Annotated photo localization data:
================================

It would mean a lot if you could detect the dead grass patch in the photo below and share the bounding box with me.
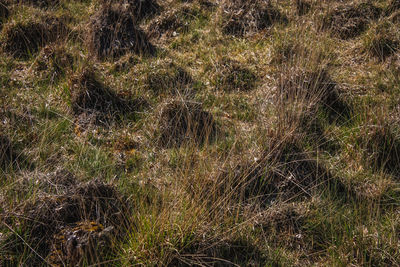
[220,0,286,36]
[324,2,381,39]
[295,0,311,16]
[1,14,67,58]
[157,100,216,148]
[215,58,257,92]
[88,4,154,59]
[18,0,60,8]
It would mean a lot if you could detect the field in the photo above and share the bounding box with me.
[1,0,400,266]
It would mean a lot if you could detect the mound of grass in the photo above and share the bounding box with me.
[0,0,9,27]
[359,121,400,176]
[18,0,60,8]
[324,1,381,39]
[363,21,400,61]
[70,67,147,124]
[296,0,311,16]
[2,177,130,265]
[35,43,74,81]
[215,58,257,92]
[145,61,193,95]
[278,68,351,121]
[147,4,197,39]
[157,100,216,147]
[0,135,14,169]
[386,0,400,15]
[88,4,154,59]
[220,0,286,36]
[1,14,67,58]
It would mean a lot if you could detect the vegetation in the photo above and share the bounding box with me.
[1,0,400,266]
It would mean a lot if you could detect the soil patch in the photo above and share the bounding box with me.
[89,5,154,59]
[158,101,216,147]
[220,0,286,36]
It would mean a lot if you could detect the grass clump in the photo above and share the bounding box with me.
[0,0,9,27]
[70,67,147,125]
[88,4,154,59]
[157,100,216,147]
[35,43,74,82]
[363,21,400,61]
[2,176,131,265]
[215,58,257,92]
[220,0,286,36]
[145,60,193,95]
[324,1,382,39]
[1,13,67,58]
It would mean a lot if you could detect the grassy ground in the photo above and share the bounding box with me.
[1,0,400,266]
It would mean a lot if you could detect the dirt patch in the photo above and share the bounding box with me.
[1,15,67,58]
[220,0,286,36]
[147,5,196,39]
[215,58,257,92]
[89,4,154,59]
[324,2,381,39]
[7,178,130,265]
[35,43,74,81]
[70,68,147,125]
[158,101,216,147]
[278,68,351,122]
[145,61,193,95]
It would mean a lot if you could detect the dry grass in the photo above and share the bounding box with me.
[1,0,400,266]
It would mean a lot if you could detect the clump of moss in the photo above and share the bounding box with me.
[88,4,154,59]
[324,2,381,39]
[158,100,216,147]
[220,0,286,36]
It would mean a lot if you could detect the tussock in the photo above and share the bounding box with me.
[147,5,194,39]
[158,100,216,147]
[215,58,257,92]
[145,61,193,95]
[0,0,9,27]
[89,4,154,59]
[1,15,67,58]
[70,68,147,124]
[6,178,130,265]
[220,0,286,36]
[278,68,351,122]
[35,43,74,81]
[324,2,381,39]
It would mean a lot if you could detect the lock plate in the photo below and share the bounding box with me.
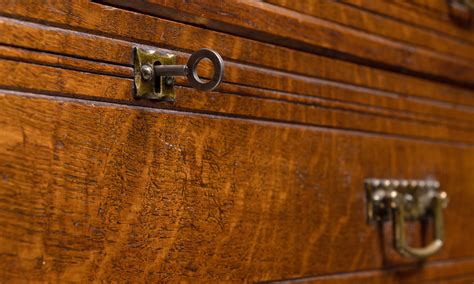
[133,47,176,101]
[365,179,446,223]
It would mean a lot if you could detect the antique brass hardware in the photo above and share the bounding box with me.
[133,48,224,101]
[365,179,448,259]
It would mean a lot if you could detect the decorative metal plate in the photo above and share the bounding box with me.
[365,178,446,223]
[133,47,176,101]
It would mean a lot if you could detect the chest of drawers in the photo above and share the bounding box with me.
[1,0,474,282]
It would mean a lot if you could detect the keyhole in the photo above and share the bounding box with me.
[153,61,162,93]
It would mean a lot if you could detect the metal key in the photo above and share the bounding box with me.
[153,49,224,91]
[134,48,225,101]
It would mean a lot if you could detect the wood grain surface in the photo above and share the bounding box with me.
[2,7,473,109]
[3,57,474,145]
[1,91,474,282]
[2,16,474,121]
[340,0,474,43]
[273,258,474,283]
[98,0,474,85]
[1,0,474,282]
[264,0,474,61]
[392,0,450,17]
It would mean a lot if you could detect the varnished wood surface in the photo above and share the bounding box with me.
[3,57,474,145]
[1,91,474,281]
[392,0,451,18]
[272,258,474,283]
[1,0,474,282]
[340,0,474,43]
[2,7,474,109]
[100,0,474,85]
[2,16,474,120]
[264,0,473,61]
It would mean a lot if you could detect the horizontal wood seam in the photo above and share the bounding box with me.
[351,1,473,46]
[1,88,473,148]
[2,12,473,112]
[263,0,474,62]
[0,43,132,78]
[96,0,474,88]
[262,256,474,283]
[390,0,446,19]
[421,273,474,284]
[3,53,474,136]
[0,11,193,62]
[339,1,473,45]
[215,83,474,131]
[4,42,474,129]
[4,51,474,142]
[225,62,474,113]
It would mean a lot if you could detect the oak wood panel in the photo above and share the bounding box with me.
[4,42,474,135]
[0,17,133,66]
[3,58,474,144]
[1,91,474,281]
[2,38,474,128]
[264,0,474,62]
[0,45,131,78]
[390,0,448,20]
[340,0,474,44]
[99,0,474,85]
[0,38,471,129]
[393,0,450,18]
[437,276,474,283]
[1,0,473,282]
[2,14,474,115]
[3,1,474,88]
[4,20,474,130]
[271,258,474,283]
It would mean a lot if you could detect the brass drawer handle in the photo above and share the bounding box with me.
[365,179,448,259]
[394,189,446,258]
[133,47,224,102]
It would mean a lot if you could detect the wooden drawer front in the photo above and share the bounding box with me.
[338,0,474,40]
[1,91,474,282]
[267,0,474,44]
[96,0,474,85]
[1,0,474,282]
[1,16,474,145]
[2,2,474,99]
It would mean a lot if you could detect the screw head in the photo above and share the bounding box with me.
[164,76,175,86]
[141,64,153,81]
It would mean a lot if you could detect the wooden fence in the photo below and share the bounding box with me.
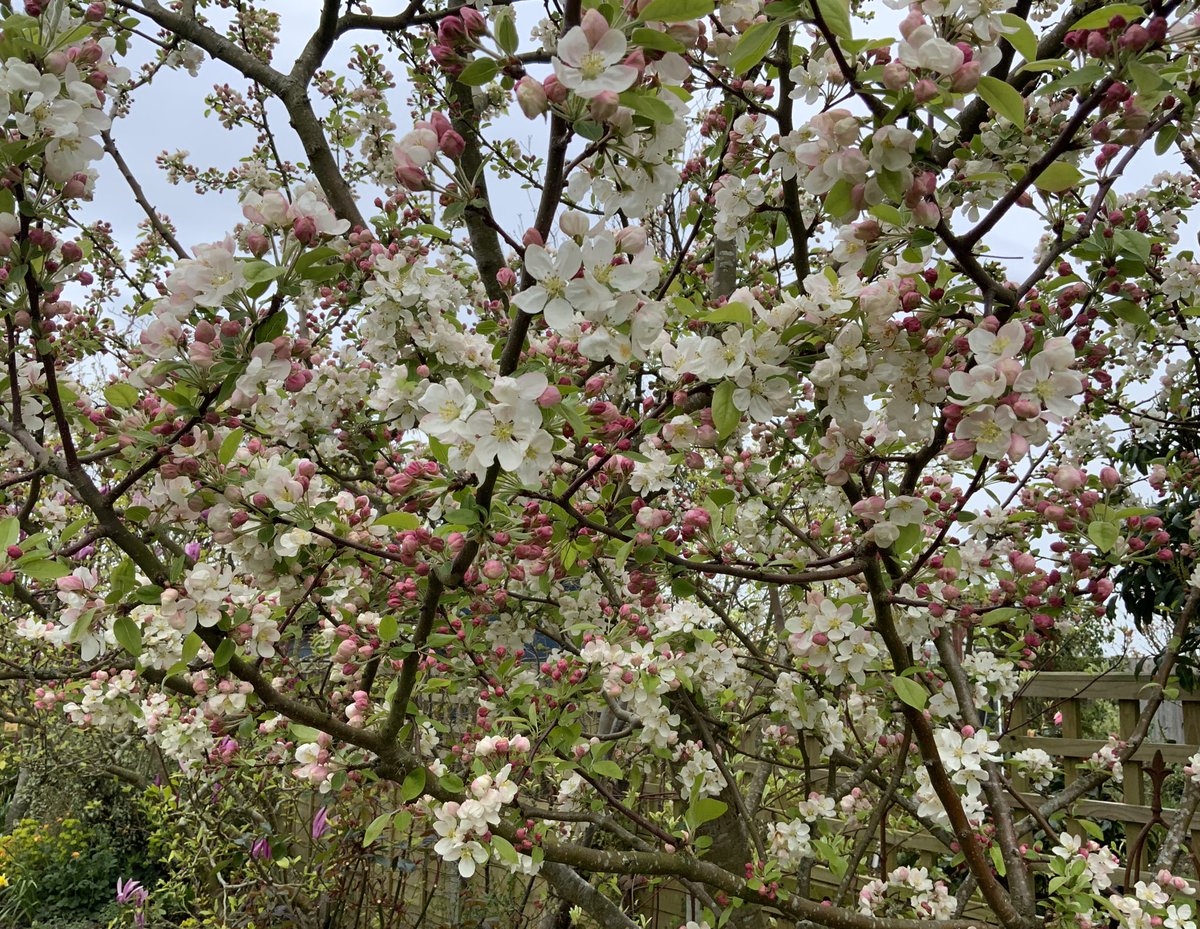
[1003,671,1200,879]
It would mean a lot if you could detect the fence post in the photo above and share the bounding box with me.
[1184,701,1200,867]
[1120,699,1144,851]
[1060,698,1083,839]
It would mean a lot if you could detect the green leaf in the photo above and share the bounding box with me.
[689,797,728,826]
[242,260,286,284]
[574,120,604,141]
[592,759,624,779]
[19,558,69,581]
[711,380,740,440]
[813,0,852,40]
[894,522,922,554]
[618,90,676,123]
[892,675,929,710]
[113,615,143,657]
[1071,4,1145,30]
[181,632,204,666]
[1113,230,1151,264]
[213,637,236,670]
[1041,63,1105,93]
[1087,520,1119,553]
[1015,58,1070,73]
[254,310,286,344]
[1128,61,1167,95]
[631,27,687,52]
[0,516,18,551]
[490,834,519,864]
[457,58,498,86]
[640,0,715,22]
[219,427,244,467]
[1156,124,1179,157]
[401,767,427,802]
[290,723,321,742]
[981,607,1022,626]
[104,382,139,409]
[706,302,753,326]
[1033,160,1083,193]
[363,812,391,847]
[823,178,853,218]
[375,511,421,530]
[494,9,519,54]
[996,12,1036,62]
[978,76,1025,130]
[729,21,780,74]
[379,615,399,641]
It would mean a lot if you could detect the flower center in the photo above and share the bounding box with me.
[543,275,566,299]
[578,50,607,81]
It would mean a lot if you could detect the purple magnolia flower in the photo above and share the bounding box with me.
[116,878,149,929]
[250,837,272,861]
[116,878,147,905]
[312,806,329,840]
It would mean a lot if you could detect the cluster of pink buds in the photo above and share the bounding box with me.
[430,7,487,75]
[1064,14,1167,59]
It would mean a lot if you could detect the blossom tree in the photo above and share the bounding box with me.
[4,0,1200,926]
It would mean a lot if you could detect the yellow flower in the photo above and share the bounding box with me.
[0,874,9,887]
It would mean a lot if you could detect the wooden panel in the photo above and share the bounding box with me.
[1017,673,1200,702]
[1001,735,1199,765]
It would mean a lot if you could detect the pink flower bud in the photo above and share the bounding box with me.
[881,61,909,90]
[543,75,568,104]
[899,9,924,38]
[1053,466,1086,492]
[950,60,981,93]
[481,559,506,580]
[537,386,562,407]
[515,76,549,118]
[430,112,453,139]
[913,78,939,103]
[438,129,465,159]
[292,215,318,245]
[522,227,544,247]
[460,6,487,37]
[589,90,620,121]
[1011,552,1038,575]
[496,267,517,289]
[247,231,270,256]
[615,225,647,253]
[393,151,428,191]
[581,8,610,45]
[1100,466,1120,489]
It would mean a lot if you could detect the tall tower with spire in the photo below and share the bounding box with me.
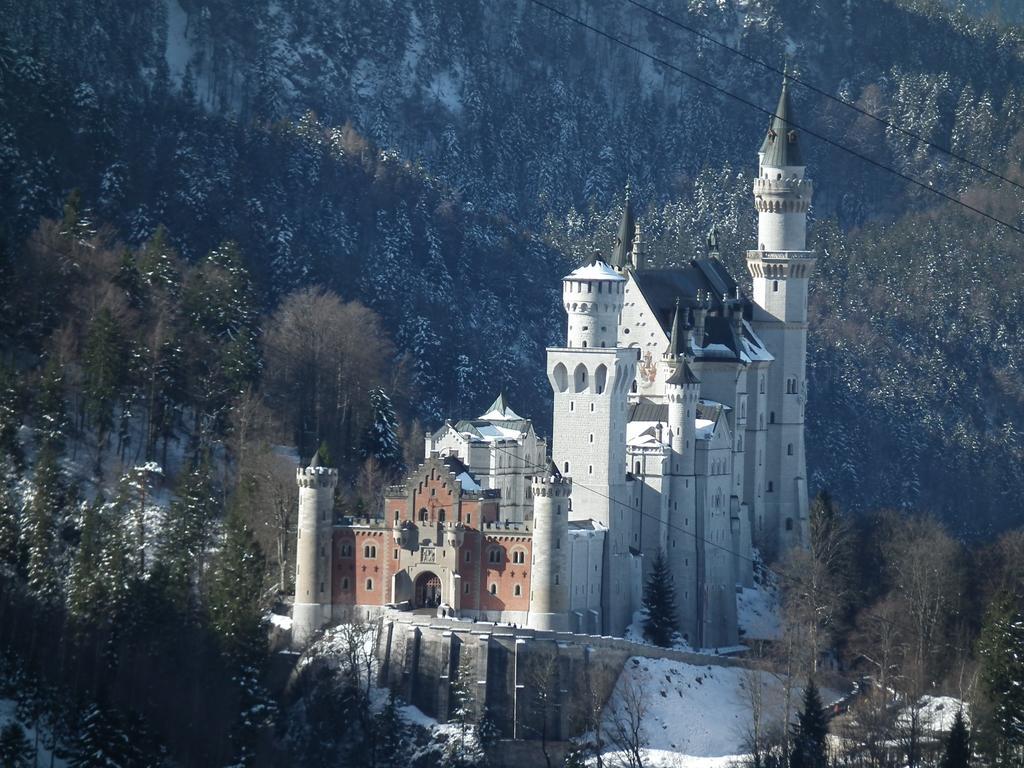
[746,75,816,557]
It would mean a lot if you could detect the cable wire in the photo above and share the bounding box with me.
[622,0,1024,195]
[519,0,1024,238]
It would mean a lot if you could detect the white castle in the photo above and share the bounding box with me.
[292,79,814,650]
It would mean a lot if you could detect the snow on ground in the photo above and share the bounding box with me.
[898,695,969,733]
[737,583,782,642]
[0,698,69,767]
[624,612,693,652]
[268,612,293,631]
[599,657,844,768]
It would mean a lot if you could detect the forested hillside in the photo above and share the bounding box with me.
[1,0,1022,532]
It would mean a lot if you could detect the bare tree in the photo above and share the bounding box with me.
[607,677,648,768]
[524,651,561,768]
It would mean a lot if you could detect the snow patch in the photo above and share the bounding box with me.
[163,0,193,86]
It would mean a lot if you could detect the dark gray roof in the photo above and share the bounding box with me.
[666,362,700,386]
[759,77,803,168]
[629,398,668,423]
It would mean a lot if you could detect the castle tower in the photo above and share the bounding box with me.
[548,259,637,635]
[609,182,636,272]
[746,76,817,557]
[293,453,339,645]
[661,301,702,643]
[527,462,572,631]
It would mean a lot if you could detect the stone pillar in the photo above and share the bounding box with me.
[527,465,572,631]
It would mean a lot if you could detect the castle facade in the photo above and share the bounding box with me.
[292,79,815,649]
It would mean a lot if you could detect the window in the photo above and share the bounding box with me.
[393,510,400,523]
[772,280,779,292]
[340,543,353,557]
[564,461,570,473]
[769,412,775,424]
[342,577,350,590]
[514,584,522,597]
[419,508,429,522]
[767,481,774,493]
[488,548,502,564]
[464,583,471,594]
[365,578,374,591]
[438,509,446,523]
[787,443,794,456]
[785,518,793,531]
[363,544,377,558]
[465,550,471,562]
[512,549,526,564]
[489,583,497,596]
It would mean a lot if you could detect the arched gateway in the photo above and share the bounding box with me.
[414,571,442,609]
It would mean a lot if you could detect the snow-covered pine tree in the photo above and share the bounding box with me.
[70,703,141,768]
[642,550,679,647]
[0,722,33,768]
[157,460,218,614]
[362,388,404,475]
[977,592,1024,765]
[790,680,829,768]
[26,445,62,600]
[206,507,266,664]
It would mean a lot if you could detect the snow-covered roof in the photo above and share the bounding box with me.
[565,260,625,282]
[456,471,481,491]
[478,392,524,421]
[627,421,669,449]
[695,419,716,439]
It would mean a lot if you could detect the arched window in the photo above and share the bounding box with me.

================================

_Try it_
Please copy exactly, and only, the lines from the line containing "the snow patch" through the last line of the records, with both ends included.

_Reply_
It would mean a lot if you could detect the snow patch in the photo above and share the bounding box with me.
[163,0,193,86]
It would mean a lot if you could detect the dark gray roof in the photo above and share the bounding box with me.
[666,362,700,386]
[759,77,803,168]
[629,398,668,423]
It would mean a lot if you could detect the castle tower in the photo above and share the bounding box with me.
[548,259,637,635]
[609,182,636,272]
[746,76,817,557]
[293,453,339,645]
[661,301,702,643]
[527,462,572,631]
It would mean a lot if you could detect the stone pillar in the photo above and share the bounding box with me.
[527,465,572,631]
It would mean a lot if you could detect the castle facade in the photo above and share the bounding box with me.
[292,79,815,649]
It would mean a lot if you could detect the window in the photo above and share the bounding box with me.
[393,510,400,523]
[772,280,779,292]
[340,543,353,557]
[564,461,570,473]
[769,412,775,424]
[342,577,350,590]
[514,584,522,597]
[419,508,429,522]
[767,481,774,493]
[488,548,502,564]
[464,583,471,594]
[365,578,374,591]
[438,509,446,523]
[787,443,794,456]
[785,518,793,531]
[363,544,377,558]
[465,550,471,562]
[512,549,526,564]
[489,583,497,596]
It would mean a lot if you could detect the arched gateway in the photo above and share the bounding box with me.
[414,571,442,609]
It would mean a lot if you could detect the snow-covered pine tree in the photo above and share the bounding box with me.
[70,703,141,768]
[642,550,679,647]
[0,722,33,768]
[157,460,218,614]
[362,388,404,475]
[977,592,1024,765]
[790,680,829,768]
[26,445,62,600]
[206,507,266,664]
It would mean a lot if you could detect the snow-covered roof in the photo above and share the bounding box with me.
[565,260,625,282]
[456,471,481,491]
[478,392,524,421]
[627,421,669,449]
[695,419,716,439]
It would mean a lot if you could detect the arched window in the photo above and share the bounding box with me.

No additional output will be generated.